Set tasks:
1. Transcribe the part of the Intel Arc A380 article running from "Intel Arc Alchemist" to "in this article.".
2. Rewrite the listing from its first line to the line with "x=391 y=391", changing "Output" to "Result" and keeping everything else the same. Give back only those lines.

Reading passage:
::::

Intel Arc Alchemist A380 OpenCL Performance Benchmarked by SiSoftware, GPU Deemed “a Decent Effort”

The FPS Review may receive a commission if you purchase something after clicking a link in this article.

Image: Intel

SiSoftware has shared some of the first OpenCL benchmarks for Intel’s upcoming Arc “Alchemist” A380 GPU, demonstrating its computing performance in a range of tests that compare it against some of NVIDIA and AMD’s alternatives. The verdict seems to be that the GPU isn’t all too exciting against the likes of already-available options such as the Radeon 6500 XT and GeForce RTX 3050, but there’s still some interesting tidbits in there for prospective adopters, such as what appears to be the full specifications for the entire Arc Alchemist family. The flagship Alchemist series is speculated to carry the A700 designation and feature 512 Execution Units, 4,096 shaders, and 16 GB of memory, per SiSoftware:

  • Up to 512CU / 4,096 SP
    • A300? series 128CU / 1,024SP
    • A500? series 384CU / 3,072SP
    • A700? series 512CU / 4,096SP
  • Up to 16GB GDDR6
    • A300? series 6GB GDDR6 96-bit 14Gbit/s ~192GB/s
    • A500? series 12GB GDDR6 192-bit 16Gbit/s ~384GB/s
    • A700? series 16GB GDDR6 256-bit 16Gbit/s ~512GB/s
  • 7nm TSMC process
  • OpenCL 3.0, DirectX 12 Ultimate support
  • FP16 half-floating point support
  • NO FP64 double floating-point support (!)

::::

Data supplied:
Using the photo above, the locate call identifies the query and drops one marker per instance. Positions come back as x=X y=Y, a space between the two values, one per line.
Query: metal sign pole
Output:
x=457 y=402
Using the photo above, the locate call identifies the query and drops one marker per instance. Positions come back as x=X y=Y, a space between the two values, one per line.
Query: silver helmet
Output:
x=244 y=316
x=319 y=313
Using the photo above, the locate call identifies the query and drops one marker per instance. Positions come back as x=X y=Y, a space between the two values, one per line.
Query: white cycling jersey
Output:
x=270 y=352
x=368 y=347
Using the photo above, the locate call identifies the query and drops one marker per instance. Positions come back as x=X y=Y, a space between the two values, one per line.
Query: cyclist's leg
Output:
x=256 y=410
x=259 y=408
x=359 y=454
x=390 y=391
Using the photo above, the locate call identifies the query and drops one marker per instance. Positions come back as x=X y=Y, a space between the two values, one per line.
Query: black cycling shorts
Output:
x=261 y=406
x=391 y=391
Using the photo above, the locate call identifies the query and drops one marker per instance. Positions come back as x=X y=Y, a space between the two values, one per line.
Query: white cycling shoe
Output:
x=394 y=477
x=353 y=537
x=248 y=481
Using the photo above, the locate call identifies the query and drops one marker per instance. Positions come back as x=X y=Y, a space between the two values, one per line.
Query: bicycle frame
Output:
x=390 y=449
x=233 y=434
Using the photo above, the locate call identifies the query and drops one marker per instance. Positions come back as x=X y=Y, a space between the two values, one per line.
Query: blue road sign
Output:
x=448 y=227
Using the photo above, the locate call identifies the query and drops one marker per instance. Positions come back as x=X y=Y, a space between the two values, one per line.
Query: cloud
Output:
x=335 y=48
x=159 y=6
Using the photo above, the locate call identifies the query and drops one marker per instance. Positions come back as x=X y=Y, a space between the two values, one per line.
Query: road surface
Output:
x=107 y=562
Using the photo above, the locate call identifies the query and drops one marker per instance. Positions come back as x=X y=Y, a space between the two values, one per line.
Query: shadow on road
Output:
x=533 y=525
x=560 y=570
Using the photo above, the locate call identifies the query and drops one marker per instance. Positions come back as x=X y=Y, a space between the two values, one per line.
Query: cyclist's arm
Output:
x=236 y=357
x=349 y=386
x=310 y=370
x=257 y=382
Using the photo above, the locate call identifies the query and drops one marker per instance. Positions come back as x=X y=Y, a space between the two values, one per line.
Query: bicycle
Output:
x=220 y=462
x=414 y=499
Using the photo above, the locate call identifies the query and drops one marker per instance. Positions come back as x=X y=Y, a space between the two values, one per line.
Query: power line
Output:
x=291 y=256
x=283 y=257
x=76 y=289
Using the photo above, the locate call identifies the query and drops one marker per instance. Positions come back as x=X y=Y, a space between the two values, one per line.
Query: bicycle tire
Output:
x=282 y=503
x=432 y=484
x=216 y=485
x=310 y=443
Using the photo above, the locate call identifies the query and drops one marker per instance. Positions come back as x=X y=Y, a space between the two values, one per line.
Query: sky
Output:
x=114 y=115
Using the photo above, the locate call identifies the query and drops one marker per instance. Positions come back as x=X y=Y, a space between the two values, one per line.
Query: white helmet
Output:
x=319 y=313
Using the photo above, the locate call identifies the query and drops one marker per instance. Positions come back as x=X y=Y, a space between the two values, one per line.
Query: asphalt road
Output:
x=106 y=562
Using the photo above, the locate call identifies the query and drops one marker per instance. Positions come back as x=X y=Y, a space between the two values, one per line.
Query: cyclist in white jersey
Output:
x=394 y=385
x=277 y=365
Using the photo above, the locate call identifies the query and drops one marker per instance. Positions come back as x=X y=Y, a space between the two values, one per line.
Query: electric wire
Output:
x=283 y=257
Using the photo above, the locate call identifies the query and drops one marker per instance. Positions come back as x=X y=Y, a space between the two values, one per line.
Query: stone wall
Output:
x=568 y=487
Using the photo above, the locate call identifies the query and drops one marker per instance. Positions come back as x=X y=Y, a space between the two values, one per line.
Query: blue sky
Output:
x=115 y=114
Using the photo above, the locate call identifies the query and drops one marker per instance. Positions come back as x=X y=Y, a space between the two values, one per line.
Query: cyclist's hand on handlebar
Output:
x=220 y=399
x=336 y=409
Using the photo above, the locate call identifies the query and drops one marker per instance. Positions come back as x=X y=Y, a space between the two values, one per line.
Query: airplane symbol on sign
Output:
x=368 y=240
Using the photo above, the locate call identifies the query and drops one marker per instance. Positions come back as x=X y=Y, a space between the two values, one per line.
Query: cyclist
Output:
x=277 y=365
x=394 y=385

::::

Exercise solutions:
1.
Intel Arc Alchemist A380 OpenCL Performance Benchmarked by SiSoftware, GPU Deemed “a Decent Effort”

The FPS Review may receive a commission if you purchase something after clicking a link in this article.

2.
Using the photo above, the locate call identifies the query and drops one marker per instance. Positions come back as x=X y=Y, a space between the two values, one per line.
Query: metal sign pole
Result:
x=457 y=402
Using the photo above, the locate call identifies the query and drops one marker per instance. Positions come back as x=X y=Y, a space between the two values, one per line.
Query: silver helmet
Result:
x=244 y=316
x=319 y=313
Using the photo above, the locate call identifies the query and drops one marker per instance. Positions come back as x=X y=Y, a space between the two values, one per line.
Query: white cycling jersey
Result:
x=270 y=352
x=368 y=347
Using the photo above, the locate call identifies the query and drops one marker per instance. Positions come back as x=X y=Y, a space between the two values, one per line.
Query: cyclist's leg
Result:
x=256 y=410
x=259 y=408
x=359 y=454
x=390 y=391
Using the photo above, the locate call identifies the query and drops one marker per instance. Positions come back as x=X y=Y, a space between the two values, one per line.
Query: black cycling shorts
Result:
x=261 y=406
x=391 y=391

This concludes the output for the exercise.